> [Your instructions]: Find the string "below" in the material. Copy every line that has it.

> [Supplied data]:

____

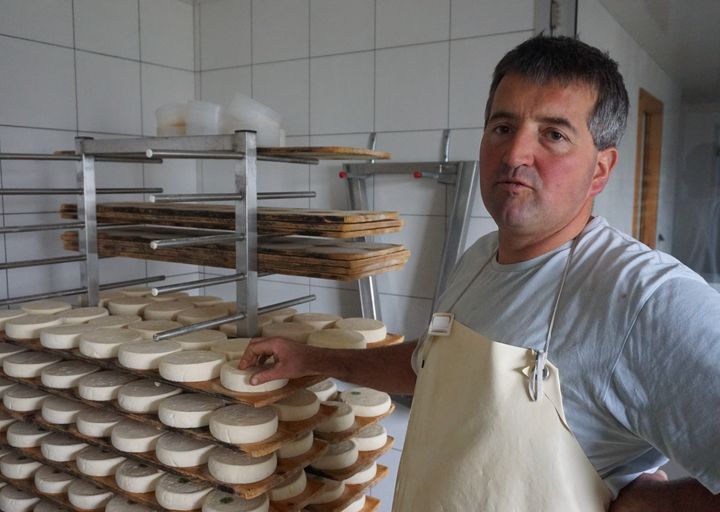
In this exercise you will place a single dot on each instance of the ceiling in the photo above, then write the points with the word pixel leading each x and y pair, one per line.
pixel 682 36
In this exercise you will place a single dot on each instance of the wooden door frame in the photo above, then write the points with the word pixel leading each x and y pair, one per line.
pixel 647 168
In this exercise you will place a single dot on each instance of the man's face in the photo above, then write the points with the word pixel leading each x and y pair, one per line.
pixel 539 168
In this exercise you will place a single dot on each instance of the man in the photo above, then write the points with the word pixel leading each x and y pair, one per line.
pixel 571 359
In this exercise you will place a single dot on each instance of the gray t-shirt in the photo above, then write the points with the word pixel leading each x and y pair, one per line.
pixel 636 342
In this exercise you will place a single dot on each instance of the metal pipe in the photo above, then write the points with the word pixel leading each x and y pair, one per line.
pixel 189 285
pixel 41 227
pixel 196 240
pixel 37 263
pixel 73 191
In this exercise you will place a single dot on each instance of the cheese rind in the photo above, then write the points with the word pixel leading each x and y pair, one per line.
pixel 178 493
pixel 103 386
pixel 145 356
pixel 367 402
pixel 29 326
pixel 181 451
pixel 240 468
pixel 66 374
pixel 191 366
pixel 104 343
pixel 135 437
pixel 29 364
pixel 236 379
pixel 137 477
pixel 64 336
pixel 243 424
pixel 144 395
pixel 61 411
pixel 188 410
pixel 52 481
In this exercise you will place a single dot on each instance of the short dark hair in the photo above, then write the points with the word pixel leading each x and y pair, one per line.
pixel 545 59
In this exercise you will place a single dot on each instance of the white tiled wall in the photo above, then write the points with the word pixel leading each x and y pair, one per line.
pixel 95 68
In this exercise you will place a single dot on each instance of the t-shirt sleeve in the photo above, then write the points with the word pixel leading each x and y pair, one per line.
pixel 666 383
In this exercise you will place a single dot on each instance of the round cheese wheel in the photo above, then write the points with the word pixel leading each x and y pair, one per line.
pixel 105 342
pixel 148 328
pixel 294 331
pixel 236 379
pixel 181 451
pixel 317 320
pixel 170 297
pixel 201 339
pixel 45 307
pixel 293 486
pixel 188 410
pixel 165 310
pixel 299 406
pixel 342 419
pixel 180 493
pixel 8 349
pixel 191 366
pixel 103 386
pixel 52 481
pixel 331 491
pixel 231 348
pixel 337 338
pixel 298 447
pixel 21 398
pixel 243 424
pixel 29 326
pixel 28 364
pixel 338 456
pixel 367 402
pixel 144 395
pixel 88 496
pixel 97 422
pixel 145 356
pixel 26 435
pixel 372 330
pixel 234 467
pixel 61 447
pixel 218 501
pixel 64 336
pixel 204 300
pixel 363 476
pixel 122 504
pixel 15 500
pixel 136 291
pixel 7 314
pixel 137 477
pixel 324 390
pixel 95 461
pixel 18 466
pixel 66 374
pixel 82 315
pixel 355 506
pixel 61 411
pixel 197 314
pixel 128 305
pixel 135 437
pixel 114 321
pixel 371 438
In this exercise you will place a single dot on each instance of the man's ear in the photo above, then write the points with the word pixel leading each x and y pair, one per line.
pixel 604 165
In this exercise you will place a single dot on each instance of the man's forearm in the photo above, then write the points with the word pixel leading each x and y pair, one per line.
pixel 669 496
pixel 387 369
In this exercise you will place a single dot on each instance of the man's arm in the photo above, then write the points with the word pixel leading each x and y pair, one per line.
pixel 386 369
pixel 648 494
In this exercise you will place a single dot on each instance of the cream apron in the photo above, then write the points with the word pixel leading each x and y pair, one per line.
pixel 478 440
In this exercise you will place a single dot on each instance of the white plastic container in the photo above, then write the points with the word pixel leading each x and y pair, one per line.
pixel 203 118
pixel 244 113
pixel 171 119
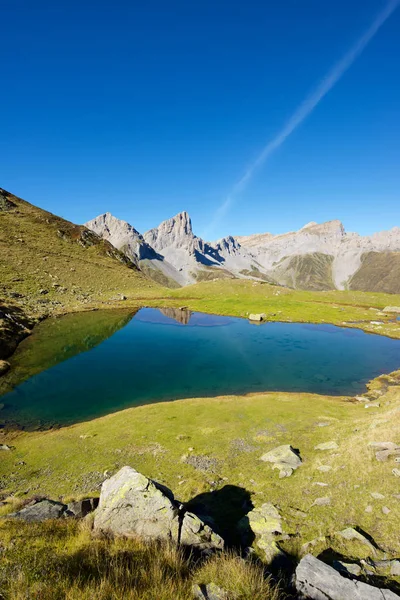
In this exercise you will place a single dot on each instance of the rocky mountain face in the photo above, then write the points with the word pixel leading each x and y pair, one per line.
pixel 125 238
pixel 317 257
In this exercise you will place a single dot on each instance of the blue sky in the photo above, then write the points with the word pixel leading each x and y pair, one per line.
pixel 145 109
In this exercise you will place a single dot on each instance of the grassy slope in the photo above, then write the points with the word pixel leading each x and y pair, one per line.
pixel 39 251
pixel 239 297
pixel 379 270
pixel 306 272
pixel 228 435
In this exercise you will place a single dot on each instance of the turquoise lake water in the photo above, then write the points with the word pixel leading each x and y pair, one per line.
pixel 165 355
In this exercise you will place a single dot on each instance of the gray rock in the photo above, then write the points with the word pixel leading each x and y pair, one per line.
pixel 40 511
pixel 324 468
pixel 350 534
pixel 255 317
pixel 81 508
pixel 209 591
pixel 284 458
pixel 377 496
pixel 133 505
pixel 325 501
pixel 5 447
pixel 265 522
pixel 315 580
pixel 327 446
pixel 4 367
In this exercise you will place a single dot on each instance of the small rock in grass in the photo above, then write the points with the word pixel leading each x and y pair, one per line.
pixel 325 501
pixel 285 458
pixel 41 511
pixel 324 468
pixel 5 447
pixel 209 591
pixel 327 446
pixel 4 367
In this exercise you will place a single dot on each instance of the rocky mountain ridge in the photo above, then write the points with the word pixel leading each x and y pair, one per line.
pixel 317 257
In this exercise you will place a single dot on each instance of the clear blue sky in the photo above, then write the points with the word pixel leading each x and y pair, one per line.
pixel 147 108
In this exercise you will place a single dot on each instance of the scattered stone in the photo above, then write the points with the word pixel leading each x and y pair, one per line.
pixel 4 367
pixel 81 508
pixel 324 468
pixel 255 317
pixel 325 501
pixel 377 496
pixel 317 581
pixel 40 511
pixel 202 463
pixel 327 446
pixel 350 534
pixel 5 447
pixel 265 523
pixel 285 458
pixel 383 445
pixel 133 505
pixel 347 568
pixel 210 591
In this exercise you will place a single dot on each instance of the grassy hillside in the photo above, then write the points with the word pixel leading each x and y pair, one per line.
pixel 212 447
pixel 238 297
pixel 378 271
pixel 47 262
pixel 306 272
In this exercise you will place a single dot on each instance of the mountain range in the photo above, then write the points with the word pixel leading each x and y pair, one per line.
pixel 317 257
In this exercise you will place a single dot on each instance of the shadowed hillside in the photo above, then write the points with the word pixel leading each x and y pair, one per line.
pixel 48 263
pixel 379 272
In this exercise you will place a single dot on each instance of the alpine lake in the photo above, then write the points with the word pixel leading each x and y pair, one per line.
pixel 85 365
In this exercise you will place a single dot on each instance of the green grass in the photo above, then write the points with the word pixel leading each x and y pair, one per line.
pixel 62 561
pixel 230 433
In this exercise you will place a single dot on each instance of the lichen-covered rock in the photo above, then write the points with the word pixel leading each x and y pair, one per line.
pixel 40 511
pixel 209 591
pixel 265 525
pixel 327 446
pixel 315 580
pixel 4 367
pixel 133 505
pixel 194 532
pixel 81 508
pixel 285 458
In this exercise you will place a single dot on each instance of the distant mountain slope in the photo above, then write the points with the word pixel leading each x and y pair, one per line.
pixel 317 257
pixel 379 272
pixel 347 252
pixel 125 238
pixel 47 262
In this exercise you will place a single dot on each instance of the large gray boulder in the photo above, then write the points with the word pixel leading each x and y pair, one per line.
pixel 315 580
pixel 41 511
pixel 133 505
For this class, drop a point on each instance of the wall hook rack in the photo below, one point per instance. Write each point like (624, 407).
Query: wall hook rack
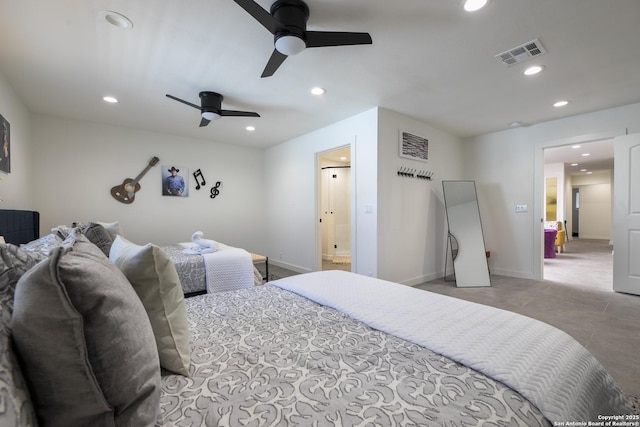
(406, 172)
(424, 175)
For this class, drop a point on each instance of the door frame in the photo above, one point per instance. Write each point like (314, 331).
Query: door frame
(352, 190)
(538, 190)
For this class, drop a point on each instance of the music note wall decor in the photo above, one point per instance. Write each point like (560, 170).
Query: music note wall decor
(214, 190)
(197, 175)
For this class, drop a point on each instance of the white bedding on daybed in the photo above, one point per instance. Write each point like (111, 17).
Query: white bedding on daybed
(228, 268)
(542, 363)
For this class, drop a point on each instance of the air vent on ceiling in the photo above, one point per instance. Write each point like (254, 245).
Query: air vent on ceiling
(522, 53)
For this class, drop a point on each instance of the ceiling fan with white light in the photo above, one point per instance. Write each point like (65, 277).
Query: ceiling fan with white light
(287, 21)
(211, 107)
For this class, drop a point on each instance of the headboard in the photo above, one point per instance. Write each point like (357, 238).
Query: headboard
(19, 226)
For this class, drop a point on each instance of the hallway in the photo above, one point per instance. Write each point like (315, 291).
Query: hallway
(584, 262)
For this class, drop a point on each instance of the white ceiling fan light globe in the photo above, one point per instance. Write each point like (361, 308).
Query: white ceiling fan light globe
(210, 115)
(290, 45)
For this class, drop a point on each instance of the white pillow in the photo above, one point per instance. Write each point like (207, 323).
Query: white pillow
(156, 281)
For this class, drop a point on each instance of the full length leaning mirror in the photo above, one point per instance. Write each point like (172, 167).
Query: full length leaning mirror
(465, 230)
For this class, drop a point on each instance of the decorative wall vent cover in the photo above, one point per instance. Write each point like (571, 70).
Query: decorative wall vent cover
(522, 53)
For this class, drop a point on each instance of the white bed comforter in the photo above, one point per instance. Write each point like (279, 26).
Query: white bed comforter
(541, 362)
(227, 269)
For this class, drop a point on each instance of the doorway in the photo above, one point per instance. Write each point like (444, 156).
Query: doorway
(582, 169)
(335, 209)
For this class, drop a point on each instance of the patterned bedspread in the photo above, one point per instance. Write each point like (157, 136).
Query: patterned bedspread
(264, 356)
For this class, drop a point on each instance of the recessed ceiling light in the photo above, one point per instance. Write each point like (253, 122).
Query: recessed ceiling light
(473, 5)
(116, 19)
(533, 70)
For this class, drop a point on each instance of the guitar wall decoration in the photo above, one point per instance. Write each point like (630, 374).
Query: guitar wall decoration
(126, 192)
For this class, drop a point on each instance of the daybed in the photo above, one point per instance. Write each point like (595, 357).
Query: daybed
(215, 267)
(112, 341)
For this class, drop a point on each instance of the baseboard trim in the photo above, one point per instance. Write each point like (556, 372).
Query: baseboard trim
(288, 266)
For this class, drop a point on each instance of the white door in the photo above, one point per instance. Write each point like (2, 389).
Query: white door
(626, 214)
(341, 207)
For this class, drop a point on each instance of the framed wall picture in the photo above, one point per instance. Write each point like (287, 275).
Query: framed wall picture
(5, 145)
(413, 146)
(175, 181)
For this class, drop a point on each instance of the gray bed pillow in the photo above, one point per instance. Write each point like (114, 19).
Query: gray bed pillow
(85, 342)
(16, 408)
(155, 280)
(99, 236)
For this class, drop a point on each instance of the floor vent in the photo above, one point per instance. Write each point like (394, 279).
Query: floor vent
(522, 53)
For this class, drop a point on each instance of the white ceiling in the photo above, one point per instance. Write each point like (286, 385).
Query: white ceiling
(588, 158)
(429, 60)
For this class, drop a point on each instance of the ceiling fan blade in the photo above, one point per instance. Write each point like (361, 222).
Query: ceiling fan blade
(275, 61)
(183, 101)
(238, 113)
(336, 38)
(261, 15)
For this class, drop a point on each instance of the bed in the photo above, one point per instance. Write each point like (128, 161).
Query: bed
(325, 348)
(337, 348)
(228, 268)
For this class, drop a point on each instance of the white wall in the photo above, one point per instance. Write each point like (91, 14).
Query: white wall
(505, 166)
(76, 163)
(411, 218)
(16, 187)
(291, 183)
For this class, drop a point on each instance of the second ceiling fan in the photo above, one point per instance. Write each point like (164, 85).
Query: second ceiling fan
(211, 107)
(287, 21)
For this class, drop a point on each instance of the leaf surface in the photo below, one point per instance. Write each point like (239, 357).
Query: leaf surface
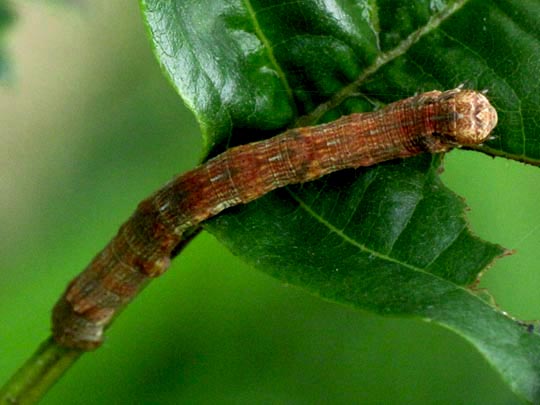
(391, 238)
(6, 18)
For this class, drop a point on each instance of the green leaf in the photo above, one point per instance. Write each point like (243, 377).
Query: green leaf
(390, 239)
(6, 18)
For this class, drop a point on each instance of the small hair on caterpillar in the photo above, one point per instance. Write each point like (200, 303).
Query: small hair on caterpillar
(431, 122)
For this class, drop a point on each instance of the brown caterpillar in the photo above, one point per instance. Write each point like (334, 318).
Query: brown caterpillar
(430, 122)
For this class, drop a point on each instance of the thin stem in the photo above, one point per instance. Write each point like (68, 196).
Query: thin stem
(32, 381)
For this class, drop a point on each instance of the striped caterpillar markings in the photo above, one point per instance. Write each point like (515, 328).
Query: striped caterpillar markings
(430, 122)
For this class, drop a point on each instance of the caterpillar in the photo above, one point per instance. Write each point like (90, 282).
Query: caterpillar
(430, 122)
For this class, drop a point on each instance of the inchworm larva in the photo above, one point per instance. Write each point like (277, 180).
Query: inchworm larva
(430, 122)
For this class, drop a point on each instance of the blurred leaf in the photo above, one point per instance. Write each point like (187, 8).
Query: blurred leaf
(391, 239)
(6, 18)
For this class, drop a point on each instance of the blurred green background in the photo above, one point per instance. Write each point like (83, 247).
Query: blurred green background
(88, 128)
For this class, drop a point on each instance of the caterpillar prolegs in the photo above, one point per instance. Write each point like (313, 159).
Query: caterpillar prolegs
(431, 122)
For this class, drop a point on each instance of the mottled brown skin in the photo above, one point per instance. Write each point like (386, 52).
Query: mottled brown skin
(430, 122)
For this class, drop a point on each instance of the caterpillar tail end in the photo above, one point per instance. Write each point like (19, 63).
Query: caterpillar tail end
(73, 330)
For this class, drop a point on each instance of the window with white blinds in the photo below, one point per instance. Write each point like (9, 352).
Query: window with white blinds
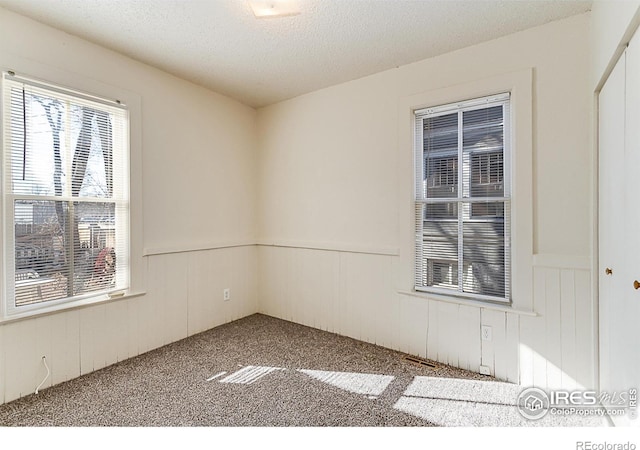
(65, 187)
(463, 199)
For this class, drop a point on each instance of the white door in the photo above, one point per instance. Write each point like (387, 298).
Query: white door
(619, 229)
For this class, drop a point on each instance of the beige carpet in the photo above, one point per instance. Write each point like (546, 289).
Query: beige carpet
(262, 371)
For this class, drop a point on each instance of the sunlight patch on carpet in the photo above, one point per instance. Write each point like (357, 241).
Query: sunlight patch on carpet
(249, 374)
(371, 385)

____

> [Output for this exercise]:
For this class, drop a point on each instance of the wall hook rack in the photo below, one point per instance. Write each point like (624, 407).
For this class, drop a point on each instance of the leaf surface in the photo below, one point per instance. Write each point like (239, 357).
For this class, drop a point on each instance of the window with white blinds in the photo below, one point per instance. Write each point like (9, 352).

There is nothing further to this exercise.